[PROVIDED RECORDS Boundary: Start]

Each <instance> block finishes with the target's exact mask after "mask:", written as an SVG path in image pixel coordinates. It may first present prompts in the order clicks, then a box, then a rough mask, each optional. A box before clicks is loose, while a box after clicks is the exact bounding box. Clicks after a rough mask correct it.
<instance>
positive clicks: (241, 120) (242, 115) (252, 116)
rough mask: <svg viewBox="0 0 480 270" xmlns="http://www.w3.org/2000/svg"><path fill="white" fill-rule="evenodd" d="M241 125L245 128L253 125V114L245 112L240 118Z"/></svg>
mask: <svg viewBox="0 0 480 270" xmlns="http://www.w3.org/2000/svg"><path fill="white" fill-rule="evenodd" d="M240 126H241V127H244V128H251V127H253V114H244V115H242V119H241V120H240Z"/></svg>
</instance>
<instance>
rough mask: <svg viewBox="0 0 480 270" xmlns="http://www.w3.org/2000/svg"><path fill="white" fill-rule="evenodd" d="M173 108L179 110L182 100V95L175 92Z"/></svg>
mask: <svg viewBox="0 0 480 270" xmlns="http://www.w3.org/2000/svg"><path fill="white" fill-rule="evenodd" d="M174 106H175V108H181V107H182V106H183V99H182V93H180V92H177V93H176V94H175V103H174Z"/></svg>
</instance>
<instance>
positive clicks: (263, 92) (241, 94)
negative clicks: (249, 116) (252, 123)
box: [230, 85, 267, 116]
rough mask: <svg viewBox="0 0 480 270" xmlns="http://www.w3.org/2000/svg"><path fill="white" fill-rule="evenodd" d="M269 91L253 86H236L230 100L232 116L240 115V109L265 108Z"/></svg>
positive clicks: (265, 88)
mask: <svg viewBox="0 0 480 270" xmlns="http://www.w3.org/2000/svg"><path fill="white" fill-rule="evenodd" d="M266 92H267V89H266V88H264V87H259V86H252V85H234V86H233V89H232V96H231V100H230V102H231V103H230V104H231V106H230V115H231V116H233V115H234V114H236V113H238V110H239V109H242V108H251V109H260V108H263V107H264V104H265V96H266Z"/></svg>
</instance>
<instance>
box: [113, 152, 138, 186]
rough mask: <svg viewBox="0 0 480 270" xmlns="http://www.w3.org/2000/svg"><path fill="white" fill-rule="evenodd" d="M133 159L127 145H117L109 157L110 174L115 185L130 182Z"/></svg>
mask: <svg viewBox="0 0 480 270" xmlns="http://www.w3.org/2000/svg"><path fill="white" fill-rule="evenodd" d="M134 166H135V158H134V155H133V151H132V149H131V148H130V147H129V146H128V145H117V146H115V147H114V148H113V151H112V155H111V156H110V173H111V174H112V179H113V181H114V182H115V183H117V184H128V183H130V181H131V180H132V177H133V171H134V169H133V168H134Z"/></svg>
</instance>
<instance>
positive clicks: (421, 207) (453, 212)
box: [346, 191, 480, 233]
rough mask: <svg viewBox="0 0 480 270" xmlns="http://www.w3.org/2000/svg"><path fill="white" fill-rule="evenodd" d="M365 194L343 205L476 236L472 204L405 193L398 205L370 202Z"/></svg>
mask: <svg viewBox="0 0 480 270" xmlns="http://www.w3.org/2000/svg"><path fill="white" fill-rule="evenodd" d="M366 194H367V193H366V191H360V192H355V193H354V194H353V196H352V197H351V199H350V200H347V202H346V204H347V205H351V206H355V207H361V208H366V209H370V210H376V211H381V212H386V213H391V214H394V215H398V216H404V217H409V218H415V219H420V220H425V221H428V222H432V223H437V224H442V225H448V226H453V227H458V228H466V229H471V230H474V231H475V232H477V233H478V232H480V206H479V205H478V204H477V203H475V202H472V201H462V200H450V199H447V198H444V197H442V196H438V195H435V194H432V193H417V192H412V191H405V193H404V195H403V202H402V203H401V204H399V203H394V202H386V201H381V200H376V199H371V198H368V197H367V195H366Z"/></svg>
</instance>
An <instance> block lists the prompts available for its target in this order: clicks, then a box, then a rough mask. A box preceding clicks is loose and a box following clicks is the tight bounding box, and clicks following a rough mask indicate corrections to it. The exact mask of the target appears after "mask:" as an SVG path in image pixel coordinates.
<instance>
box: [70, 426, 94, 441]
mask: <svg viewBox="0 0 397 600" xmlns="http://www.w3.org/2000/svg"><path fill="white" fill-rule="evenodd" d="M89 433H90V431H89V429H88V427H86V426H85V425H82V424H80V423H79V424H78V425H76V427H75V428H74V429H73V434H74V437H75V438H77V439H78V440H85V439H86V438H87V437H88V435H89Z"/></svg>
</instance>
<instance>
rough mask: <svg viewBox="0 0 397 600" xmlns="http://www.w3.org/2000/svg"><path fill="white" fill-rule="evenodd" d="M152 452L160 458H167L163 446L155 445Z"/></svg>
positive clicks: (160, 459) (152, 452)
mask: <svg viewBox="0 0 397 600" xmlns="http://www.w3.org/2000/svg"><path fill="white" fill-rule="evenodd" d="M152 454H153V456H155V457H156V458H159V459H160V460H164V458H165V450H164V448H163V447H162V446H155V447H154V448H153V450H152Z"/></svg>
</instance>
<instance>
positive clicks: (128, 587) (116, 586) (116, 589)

[PROVIDED RECORDS Boundary: End]

■ ASSIGNMENT ■
Copy the entire listing above word for word, leaving every line unchanged.

■ REPLY ■
Each <instance> block finishes with the target's exact mask after "mask:", written as an SVG path in image pixel coordinates. It may first present prompts in the order clicks, then a box, then a rough mask, each optional. A box before clicks is loose, while a box after clicks is the exact bounding box. Clicks after a rough mask correct it.
<instance>
positive clicks: (241, 120) (242, 115) (252, 116)
rough mask: <svg viewBox="0 0 480 270" xmlns="http://www.w3.org/2000/svg"><path fill="white" fill-rule="evenodd" d="M241 125L245 128L253 125V114L245 112L240 118Z"/></svg>
mask: <svg viewBox="0 0 480 270" xmlns="http://www.w3.org/2000/svg"><path fill="white" fill-rule="evenodd" d="M240 126H241V127H244V128H251V127H253V114H244V115H242V119H241V120H240Z"/></svg>
</instance>
<instance>
rough mask: <svg viewBox="0 0 480 270" xmlns="http://www.w3.org/2000/svg"><path fill="white" fill-rule="evenodd" d="M173 108L179 110L182 100V95L175 92Z"/></svg>
mask: <svg viewBox="0 0 480 270" xmlns="http://www.w3.org/2000/svg"><path fill="white" fill-rule="evenodd" d="M174 106H175V108H181V107H182V106H183V99H182V93H180V92H177V93H176V94H175V103H174Z"/></svg>
</instance>
<instance>
positive clicks: (263, 92) (241, 94)
negative clicks: (249, 116) (252, 123)
box: [230, 85, 267, 116]
rough mask: <svg viewBox="0 0 480 270" xmlns="http://www.w3.org/2000/svg"><path fill="white" fill-rule="evenodd" d="M269 91L253 86H236L230 100L232 116L240 115V109L265 108Z"/></svg>
positive clicks: (265, 88)
mask: <svg viewBox="0 0 480 270" xmlns="http://www.w3.org/2000/svg"><path fill="white" fill-rule="evenodd" d="M266 92H267V89H266V88H264V87H259V86H252V85H234V86H233V89H232V96H231V100H230V102H231V103H230V104H231V106H230V115H231V116H233V115H234V114H236V113H238V110H239V109H242V108H251V109H260V108H263V107H264V104H265V96H266Z"/></svg>
</instance>
<instance>
box: [113, 152, 138, 186]
rough mask: <svg viewBox="0 0 480 270" xmlns="http://www.w3.org/2000/svg"><path fill="white" fill-rule="evenodd" d="M133 159L127 145H117L109 157L110 174L115 185L130 182Z"/></svg>
mask: <svg viewBox="0 0 480 270" xmlns="http://www.w3.org/2000/svg"><path fill="white" fill-rule="evenodd" d="M134 166H135V158H134V155H133V151H132V149H131V148H130V147H129V146H128V145H117V146H115V147H114V148H113V151H112V155H111V156H110V173H111V174H112V179H113V181H114V182H115V183H117V184H128V183H130V181H131V180H132V177H133V171H134V169H133V168H134Z"/></svg>
</instance>
<instance>
positive clicks: (421, 207) (453, 212)
box: [346, 191, 480, 233]
rough mask: <svg viewBox="0 0 480 270" xmlns="http://www.w3.org/2000/svg"><path fill="white" fill-rule="evenodd" d="M365 194L343 205L476 236L472 204L405 193L398 205L370 202Z"/></svg>
mask: <svg viewBox="0 0 480 270" xmlns="http://www.w3.org/2000/svg"><path fill="white" fill-rule="evenodd" d="M366 194H367V193H366V191H360V192H355V193H354V194H353V196H352V197H351V199H350V200H347V202H346V204H347V205H351V206H355V207H361V208H366V209H370V210H376V211H381V212H386V213H391V214H394V215H398V216H404V217H409V218H415V219H420V220H425V221H428V222H432V223H437V224H442V225H448V226H453V227H458V228H466V229H471V230H474V231H475V232H477V233H478V232H480V206H479V205H478V204H477V203H475V202H472V201H462V200H450V199H447V198H444V197H442V196H438V195H435V194H432V193H417V192H412V191H405V193H404V195H403V202H402V203H401V204H399V203H394V202H386V201H381V200H376V199H371V198H368V197H367V195H366Z"/></svg>
</instance>
An <instance> block lists the prompts available for its target in this order: clicks, then a box, then a rough mask. A box preceding clicks is loose and a box following clicks is the tight bounding box, and clicks following a rough mask indicate corrections to it. The exact mask of the target appears after "mask:" as an SVG path in image pixel coordinates.
<instance>
box: [70, 426, 94, 441]
mask: <svg viewBox="0 0 397 600" xmlns="http://www.w3.org/2000/svg"><path fill="white" fill-rule="evenodd" d="M89 433H90V431H89V429H88V427H86V426H85V425H82V424H80V423H79V424H78V425H76V427H75V428H74V429H73V434H74V437H75V438H77V439H78V440H85V439H86V438H87V437H88V435H89Z"/></svg>
</instance>
<instance>
rough mask: <svg viewBox="0 0 397 600" xmlns="http://www.w3.org/2000/svg"><path fill="white" fill-rule="evenodd" d="M152 452L160 458H167L163 446L155 445Z"/></svg>
positive clicks: (160, 459) (152, 452)
mask: <svg viewBox="0 0 397 600" xmlns="http://www.w3.org/2000/svg"><path fill="white" fill-rule="evenodd" d="M152 454H153V456H155V457H156V458H159V459H160V460H164V458H165V450H164V448H163V447H162V446H155V447H154V448H153V450H152Z"/></svg>
</instance>
<instance>
positive clicks: (128, 587) (116, 586) (116, 589)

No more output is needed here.